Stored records
⁂

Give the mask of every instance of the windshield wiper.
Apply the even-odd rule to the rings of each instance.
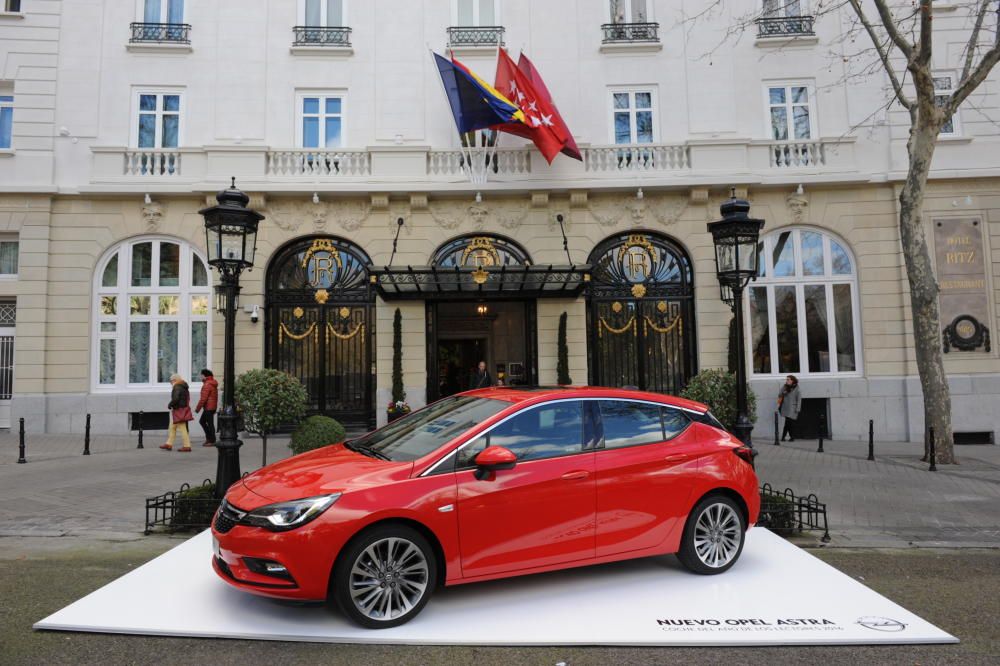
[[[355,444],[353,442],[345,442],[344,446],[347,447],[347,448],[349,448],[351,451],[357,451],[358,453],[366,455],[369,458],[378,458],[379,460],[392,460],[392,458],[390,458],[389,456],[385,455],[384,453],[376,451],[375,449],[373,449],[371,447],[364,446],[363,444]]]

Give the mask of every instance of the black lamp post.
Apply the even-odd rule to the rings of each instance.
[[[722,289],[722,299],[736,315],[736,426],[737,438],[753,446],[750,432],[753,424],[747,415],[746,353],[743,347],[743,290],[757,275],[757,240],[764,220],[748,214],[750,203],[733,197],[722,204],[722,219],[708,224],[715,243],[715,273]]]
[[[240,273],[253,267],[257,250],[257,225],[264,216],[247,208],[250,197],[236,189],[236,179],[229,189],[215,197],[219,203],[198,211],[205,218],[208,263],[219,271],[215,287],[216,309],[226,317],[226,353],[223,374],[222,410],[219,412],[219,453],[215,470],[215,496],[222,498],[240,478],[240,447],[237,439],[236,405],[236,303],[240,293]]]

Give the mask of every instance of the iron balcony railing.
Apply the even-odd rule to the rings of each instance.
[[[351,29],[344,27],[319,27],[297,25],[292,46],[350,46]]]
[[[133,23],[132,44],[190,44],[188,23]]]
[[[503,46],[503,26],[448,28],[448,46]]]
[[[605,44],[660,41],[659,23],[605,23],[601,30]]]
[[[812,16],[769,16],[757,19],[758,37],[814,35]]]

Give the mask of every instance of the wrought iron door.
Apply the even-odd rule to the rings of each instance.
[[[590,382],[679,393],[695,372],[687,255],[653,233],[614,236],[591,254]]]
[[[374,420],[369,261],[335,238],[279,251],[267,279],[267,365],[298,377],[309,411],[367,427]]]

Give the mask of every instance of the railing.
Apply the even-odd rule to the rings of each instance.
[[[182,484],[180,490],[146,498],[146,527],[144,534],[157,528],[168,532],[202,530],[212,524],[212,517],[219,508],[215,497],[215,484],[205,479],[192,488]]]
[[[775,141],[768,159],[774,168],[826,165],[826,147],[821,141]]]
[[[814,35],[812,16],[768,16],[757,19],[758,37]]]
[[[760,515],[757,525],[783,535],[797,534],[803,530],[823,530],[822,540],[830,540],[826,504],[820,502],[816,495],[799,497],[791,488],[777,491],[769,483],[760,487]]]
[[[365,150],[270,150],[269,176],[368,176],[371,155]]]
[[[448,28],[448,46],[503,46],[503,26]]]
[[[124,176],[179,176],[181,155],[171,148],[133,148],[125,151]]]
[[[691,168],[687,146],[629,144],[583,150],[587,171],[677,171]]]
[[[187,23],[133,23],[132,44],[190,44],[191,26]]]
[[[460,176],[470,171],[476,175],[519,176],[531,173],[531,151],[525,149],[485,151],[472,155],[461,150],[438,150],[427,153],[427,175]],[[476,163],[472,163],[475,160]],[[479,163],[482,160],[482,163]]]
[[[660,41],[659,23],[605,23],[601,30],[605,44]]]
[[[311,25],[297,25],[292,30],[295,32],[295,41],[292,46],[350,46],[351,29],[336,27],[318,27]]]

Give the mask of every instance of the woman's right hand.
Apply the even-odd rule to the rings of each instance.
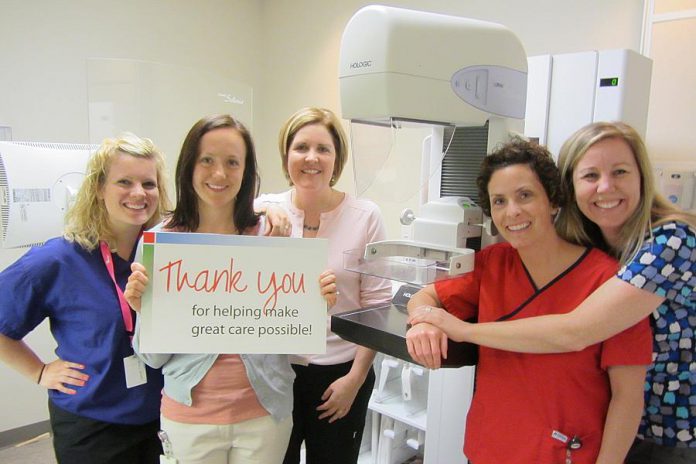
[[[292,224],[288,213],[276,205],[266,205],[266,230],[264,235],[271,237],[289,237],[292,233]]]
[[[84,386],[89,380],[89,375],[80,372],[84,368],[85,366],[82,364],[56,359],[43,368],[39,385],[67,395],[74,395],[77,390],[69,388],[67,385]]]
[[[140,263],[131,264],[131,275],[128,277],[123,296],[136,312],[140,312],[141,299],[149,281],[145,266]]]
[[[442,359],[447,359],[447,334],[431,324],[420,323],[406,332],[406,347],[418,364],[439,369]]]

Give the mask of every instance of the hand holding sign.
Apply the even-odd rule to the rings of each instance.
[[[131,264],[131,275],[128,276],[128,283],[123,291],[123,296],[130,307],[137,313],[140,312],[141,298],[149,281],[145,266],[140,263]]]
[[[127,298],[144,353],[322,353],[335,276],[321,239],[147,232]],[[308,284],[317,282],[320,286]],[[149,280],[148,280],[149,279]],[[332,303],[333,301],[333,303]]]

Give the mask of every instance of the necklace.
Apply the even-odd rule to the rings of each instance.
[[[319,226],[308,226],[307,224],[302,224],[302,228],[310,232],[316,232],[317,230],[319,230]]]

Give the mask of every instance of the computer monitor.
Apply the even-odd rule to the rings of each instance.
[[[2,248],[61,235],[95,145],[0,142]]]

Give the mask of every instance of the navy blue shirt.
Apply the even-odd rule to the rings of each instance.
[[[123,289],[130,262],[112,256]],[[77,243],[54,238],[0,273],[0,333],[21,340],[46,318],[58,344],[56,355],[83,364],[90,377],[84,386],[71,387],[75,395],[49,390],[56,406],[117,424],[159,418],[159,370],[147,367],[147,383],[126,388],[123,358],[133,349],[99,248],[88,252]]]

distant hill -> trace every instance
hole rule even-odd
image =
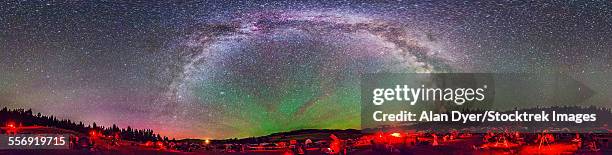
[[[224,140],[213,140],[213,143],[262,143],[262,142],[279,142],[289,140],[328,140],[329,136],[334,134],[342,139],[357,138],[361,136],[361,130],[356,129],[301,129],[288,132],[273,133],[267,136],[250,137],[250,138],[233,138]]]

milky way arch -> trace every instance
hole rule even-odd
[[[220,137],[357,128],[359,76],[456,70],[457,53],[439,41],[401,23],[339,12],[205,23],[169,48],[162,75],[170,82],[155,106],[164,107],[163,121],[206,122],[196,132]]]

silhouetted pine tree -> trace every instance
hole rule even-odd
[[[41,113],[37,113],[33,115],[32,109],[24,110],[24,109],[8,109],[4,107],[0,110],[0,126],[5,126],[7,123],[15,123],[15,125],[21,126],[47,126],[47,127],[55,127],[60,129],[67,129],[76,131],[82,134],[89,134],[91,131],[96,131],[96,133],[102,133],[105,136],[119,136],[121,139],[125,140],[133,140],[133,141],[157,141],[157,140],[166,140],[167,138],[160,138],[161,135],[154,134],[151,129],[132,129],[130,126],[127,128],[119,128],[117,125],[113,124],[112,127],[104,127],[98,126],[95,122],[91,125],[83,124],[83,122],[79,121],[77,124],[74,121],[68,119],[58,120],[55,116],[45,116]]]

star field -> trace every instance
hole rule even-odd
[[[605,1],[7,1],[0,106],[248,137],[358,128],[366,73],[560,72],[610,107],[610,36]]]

⁂

* **Required action**: Your answer should consist of the lines above that hold the word "hand".

* **Reply to the exercise**:
Give the mask of every instance of the woman's right hand.
Give the mask of every instance of the hand holding sign.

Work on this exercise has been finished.